### EXERCISE DIRECTIONS
Reproduce word for word the part of the data below that begins with the line containing "of the rock" and continues to the end of the data, both ends included.

[Data on where objects are located]
^^^^

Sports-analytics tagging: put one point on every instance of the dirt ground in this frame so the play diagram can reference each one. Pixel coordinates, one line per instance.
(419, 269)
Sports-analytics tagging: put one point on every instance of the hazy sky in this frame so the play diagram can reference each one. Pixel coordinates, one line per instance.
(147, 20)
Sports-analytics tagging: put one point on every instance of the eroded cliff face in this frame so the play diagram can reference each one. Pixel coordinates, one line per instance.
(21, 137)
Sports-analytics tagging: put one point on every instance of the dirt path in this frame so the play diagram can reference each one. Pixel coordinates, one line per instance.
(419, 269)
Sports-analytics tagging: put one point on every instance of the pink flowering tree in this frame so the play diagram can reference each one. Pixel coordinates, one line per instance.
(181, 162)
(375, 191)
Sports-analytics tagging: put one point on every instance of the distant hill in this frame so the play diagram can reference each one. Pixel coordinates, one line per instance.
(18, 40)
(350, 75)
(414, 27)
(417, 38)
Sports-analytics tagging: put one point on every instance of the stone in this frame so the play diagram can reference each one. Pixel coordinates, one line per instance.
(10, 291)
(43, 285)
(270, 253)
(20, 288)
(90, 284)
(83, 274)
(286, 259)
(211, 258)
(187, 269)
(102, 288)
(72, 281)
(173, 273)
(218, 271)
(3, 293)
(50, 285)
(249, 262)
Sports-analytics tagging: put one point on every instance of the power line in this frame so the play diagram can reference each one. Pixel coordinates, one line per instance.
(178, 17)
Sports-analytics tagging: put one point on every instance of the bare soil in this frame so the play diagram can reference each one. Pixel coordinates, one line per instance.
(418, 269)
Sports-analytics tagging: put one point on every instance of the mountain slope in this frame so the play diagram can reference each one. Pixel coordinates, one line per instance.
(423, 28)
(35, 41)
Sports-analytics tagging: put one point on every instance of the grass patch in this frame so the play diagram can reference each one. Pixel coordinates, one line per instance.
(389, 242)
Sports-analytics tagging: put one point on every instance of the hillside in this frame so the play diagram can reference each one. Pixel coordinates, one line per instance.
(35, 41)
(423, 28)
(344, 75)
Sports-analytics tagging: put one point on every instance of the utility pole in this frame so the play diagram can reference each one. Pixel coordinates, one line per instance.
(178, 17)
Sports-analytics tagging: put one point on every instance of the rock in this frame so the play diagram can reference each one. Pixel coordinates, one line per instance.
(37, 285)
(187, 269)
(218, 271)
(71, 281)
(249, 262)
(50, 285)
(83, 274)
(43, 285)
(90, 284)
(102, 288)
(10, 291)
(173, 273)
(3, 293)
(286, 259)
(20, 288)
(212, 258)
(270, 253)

^^^^

### SOLUTION FOR THIS PROBLEM
Sports-analytics tagging: put one point on every instance of the rock in this frame so the play diagram can reference each one. Pixel coordinates, one line per instance.
(37, 285)
(187, 269)
(218, 271)
(71, 281)
(249, 262)
(50, 285)
(83, 274)
(43, 285)
(90, 284)
(102, 288)
(10, 291)
(173, 273)
(3, 293)
(286, 259)
(20, 288)
(212, 258)
(270, 253)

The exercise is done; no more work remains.